Der neue E-Postbrief: Kompliziert, fehleranfällig, teuer

Er wurde mit großem Werberummel von der Post eingeführt und soll den Siegeszug der Email gegenüber dem Brief bremsen. Der neue E-Postbrief konnte die Experten der Stiftung Warentest nicht überzeugen.
von  Abendzeitung
Die Deutsche Post will ab sofort ihre E-Postbriefe starten
Die Deutsche Post will ab sofort ihre E-Postbriefe starten © dpa

Er wurde mit großem Werberummel von der Post eingeführt und soll den Siegeszug der Email gegenüber dem Brief bremsen. Der neue E-Postbrief konnte die Experten der Stiftung Warentest nicht überzeugen.

BONN/MÜNCHEN Vier Wochen sind seit dem Start des „E-Postbriefs“ vergangen. Die Experten der Stiftung Warentest haben sich das Zwitterwesen aus Email und Brief vorgeknöpft und sind zu einem wenig schmeichelhaften Urteil gelangt.

◆ Bereitgestelltes Material ◆

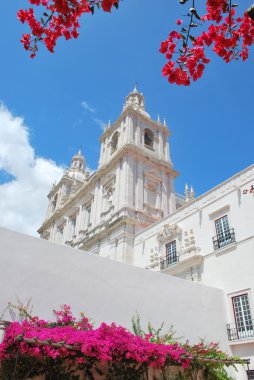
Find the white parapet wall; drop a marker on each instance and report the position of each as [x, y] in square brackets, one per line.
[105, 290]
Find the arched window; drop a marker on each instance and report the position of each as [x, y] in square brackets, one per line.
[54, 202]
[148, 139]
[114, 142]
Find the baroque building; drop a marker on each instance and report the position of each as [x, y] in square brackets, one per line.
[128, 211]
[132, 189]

--

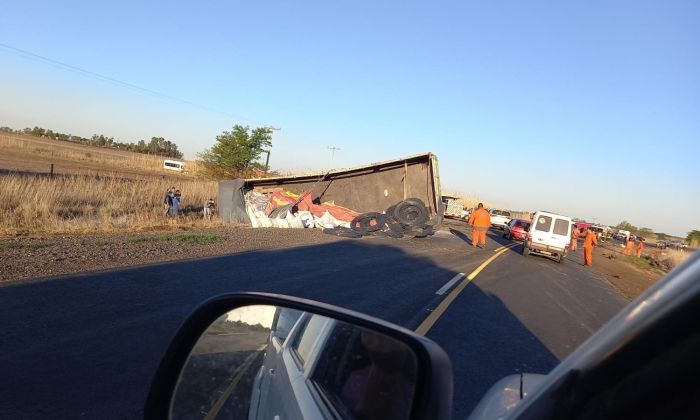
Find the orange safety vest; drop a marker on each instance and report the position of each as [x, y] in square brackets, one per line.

◆ Aufgaben ◆
- a) Schreib den Artikel über den E-Postbrief von „Der neue E-Postbrief: Kompliziert, fehleranfällig, teuer“ bis „schmeichelhaften Urteil gelangt.“ wortgetreu ab, beide Stellen eingeschlossen.
- b) Stimmen diese Aussagen mit dem Artikel über den E-Postbrief überein? Antworte bei jeder mit Ja oder Nein und zitiere die entscheidenden Worte.
(i) Der E-Postbrief soll den Siegeszug der Email gegenüber dem Brief bremsen.
(ii) Seit dem Start des E-Postbriefs sind sechs Wochen vergangen.
(iii) Die Stiftung Warentest kam zu einem positiven Urteil über den E-Postbrief.
- c) Setze den Artikel über den E-Postbrief im Anschluss an seinen letzten Satz fort.

◆ Ergebnisse je Aufgabe ◆
- a)
Der neue E-Postbrief: Kompliziert, fehleranfällig, teuer

Er wurde mit großem Werberummel von der Post eingeführt und soll den Siegeszug der Email gegenüber dem Brief bremsen. Der neue E-Postbrief konnte die Experten der Stiftung Warentest nicht überzeugen.
von  Abendzeitung
Die Deutsche Post will ab sofort ihre E-Postbriefe starten
Die Deutsche Post will ab sofort ihre E-Postbriefe starten © dpa

Er wurde mit großem Werberummel von der Post eingeführt und soll den Siegeszug der Email gegenüber dem Brief bremsen. Der neue E-Postbrief konnte die Experten der Stiftung Warentest nicht überzeugen.

BONN/MÜNCHEN Vier Wochen sind seit dem Start des „E-Postbriefs“ vergangen. Die Experten der Stiftung Warentest haben sich das Zwitterwesen aus Email und Brief vorgeknöpft und sind zu einem wenig schmeichelhaften Urteil gelangt.

- b)
(i) Ja: „soll den Siegeszug der Email gegenüber dem Brief bremsen“
(ii) Nein: „Vier Wochen sind seit dem Start“
(iii) Nein: „sind zu einem wenig schmeichelhaften Urteil gelangt“

- c)
Qualvolle Langsamkeit. Direkt nach Start des E-Postbriefs haben sich zwei Tester angemeldet. Das erste Konto schaltete die Post nach sechs Tagen frei, für das zweite brauchte sie immerhin dreieinhalb Wochen. Postsprecher Uwe Bensien zum schleppenden Anmeldeprozess: „Wir machen das, um das System kontrolliert hochzufahren.“ Ab Oktober soll es aber besser werden, verspricht die Post.

Kompliziertes Verfahren, widersprüchliche Anweisungen. Einige Einstellungen verwirren: So sollten Anwender vor dem Versand des ersten Briefs den Einzelverbindungsnachweis aktivieren. Rückwirkend gibt es den nicht.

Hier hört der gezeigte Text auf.